(EXERCISE DATA)

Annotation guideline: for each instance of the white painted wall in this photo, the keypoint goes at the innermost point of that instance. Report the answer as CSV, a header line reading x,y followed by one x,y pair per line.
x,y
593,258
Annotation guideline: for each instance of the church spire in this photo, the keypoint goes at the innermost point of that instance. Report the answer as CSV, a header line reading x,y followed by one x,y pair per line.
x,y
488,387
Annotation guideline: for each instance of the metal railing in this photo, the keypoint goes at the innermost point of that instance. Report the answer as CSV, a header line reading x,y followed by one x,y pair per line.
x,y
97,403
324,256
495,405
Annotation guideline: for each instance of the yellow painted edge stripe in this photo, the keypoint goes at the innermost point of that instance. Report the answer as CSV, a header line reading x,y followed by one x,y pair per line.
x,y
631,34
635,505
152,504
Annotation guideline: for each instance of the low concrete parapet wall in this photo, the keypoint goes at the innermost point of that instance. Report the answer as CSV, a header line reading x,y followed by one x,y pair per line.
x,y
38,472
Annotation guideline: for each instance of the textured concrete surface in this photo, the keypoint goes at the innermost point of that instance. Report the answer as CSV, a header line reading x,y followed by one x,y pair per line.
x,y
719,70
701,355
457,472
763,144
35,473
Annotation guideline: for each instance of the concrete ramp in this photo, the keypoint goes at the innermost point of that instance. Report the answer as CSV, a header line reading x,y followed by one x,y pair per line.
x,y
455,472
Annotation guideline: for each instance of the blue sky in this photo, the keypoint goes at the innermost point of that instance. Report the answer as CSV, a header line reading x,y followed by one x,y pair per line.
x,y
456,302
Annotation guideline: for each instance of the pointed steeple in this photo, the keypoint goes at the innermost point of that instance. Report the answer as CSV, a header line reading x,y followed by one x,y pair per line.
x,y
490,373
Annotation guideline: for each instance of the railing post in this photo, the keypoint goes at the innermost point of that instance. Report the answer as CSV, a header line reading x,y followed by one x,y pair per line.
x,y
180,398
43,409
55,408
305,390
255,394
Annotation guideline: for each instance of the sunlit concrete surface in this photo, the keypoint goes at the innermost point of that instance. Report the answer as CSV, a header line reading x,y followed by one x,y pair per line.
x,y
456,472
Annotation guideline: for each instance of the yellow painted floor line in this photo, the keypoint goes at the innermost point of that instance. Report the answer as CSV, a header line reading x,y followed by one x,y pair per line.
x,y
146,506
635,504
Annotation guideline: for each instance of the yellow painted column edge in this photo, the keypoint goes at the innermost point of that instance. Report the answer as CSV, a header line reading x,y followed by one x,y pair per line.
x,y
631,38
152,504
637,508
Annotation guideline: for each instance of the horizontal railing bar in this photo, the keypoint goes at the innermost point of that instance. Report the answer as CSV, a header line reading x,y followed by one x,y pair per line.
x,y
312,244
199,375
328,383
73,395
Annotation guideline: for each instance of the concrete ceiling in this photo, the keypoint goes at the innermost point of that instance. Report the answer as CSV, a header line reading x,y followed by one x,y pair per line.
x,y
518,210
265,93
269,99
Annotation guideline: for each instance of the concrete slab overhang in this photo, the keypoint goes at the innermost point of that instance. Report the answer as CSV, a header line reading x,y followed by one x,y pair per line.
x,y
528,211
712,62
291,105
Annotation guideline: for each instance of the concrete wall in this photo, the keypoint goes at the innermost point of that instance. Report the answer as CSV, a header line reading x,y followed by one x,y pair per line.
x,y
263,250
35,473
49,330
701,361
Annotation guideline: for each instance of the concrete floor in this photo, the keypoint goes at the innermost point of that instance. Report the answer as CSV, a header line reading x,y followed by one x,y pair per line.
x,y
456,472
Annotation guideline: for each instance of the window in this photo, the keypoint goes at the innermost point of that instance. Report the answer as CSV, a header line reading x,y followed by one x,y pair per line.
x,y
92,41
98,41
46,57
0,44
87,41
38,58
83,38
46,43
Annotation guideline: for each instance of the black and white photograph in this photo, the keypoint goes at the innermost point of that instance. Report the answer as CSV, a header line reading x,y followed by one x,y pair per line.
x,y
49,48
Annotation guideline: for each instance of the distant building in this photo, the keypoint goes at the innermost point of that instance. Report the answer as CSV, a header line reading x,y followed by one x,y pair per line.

(End EXERCISE DATA)

DIRECTIONS =>
Write the entries above out again. Match them exactly.

ANSWER BOX =>
Annotation guideline: for each instance of the white painted wall in this photo, the keypoint goes at the innermost point of that instance. Report the answer as CSV, a header line reading x,y followed by one x,y pair per line.
x,y
593,258
Annotation guideline: for each instance of the church spire in this photo, the keypoint goes at the innermost point of that instance. Report the answer as CSV, a header line reading x,y followed by one x,y pair per line.
x,y
488,387
Annotation guideline: for each instance of the metal railing in this photo, the keypoint goes at the innermost point of that instance. Report the answer as CSV, a header line reading x,y followed by one x,y pair per line.
x,y
97,403
324,256
495,405
Annotation guideline: for each instance of the yellow painted edge stripe in this photo, the keypoint goes at the innermost point of that instance. Report the answer as CSV, a header line reading x,y followed by one x,y pair per line.
x,y
631,34
635,505
152,504
Annotation guideline: for each instance of the low concrete parapet wall in this photo, the keypoint goes at the innermost point of that instance. Report the answer as CSV, a header line reading x,y followed by one x,y pair per line.
x,y
38,472
Annotation guideline: for each instance of the textured concrete surface in this photo, the keypoint goes at the innermost point of that instance. Report the answer as CSV, a header line reading x,y followed by one x,y pair per line.
x,y
719,70
701,355
457,472
763,144
35,473
Annotation guideline: for each instance of the concrete ramp in this photo, the keypoint goes at the innermost point of that instance. Report the answer as CSV, a header line reading x,y followed by one x,y pair per line.
x,y
455,472
Annotation guideline: for each instance of the blue sky in this photo, the keypoint goes at the innermost point of that instance. Report the answer as CSV, a header line reading x,y followed by one x,y pair per line.
x,y
456,302
Annotation guideline: for each instance of the pointed steeple in this photo, the keypoint goes at the innermost point of that instance. Report the answer as CSV, a header line reading x,y followed by one x,y pair per line.
x,y
490,373
Annotation guideline: for each instance of the railing post in this photo, the keypoint goes at the innermost point of that instance. Report the answer as CSV, a header line reading x,y followed by one x,y pair per line.
x,y
180,398
43,409
55,408
305,390
255,394
Annotation guideline: for each instance of the sunlit concrete surface in this photo, the keypoint goes at the innermost point of that instance. Report the answer as CSV, a header line reading x,y followed by one x,y pair per line.
x,y
456,472
Annotation guideline: for each instance of the yellow painted floor line in this photo, the keypoint goes at the innermost point of that instance. Report the answer as CSV, a header line reading x,y followed by one x,y pair per line.
x,y
146,506
635,504
Annotation guideline: for each instance of the yellow painted column edge in this photo, the keypoint goes at the innermost point of that instance. Report the answer as CSV, a header line reading x,y followed by one x,y pair per line.
x,y
631,38
152,504
637,508
Annotation guideline: for each instance of the horizontal railing bar in this photo, the keypoint goes at the innermost point of that instance. Report the answer as CSV, a header line reading x,y followed by one x,y pair per line.
x,y
312,244
199,375
328,383
73,395
Annotation guideline: for each instance of the concrete ceiling in this photo, the keypoint goes at the innermost point of that instance. Report the answer as CSV, a header line reading x,y followed by one x,y pair per line.
x,y
518,210
265,93
269,99
Annotation guideline: for each instance of the concrete slab overhang in this photo, the keypoint goes at the innermost point of that instance. Report the answer as CSV, a header line reading x,y followed by one x,y pair per line.
x,y
528,211
712,62
291,105
Annotation guideline: for each instance of the concrete wall in this photo, the keypoint goes at the innermost point of that instance. Report the answer as CSV, a header line reading x,y followed by one x,y pair per line.
x,y
263,250
35,473
49,330
701,361
Annotation guideline: for each instance of the concrete floor in this photo, the keypoint goes at the innermost point of that instance. Report the answer as CSV, a header line reading x,y followed by one x,y pair per line.
x,y
456,472
Annotation guideline: for each instance of the window in this photo, the keypoint goes at the innermost point of that instance. Report the answer as CSV, a header line reading x,y followed by one x,y pair per line.
x,y
92,41
98,41
46,57
0,44
87,41
38,58
83,38
46,43
Annotation guideline: for each instance of the black and white photograph in this photo, the keypoint goes at the innermost point of that instance. Report the answer as CSV, a header line reading x,y followed by one x,y pair per line.
x,y
49,48
Annotation guideline: for each instance of the distant building in this photo, the keypoint goes at the innermost point of that instance. Report the answer as CSV, a header line reading x,y followed by one x,y pair per line.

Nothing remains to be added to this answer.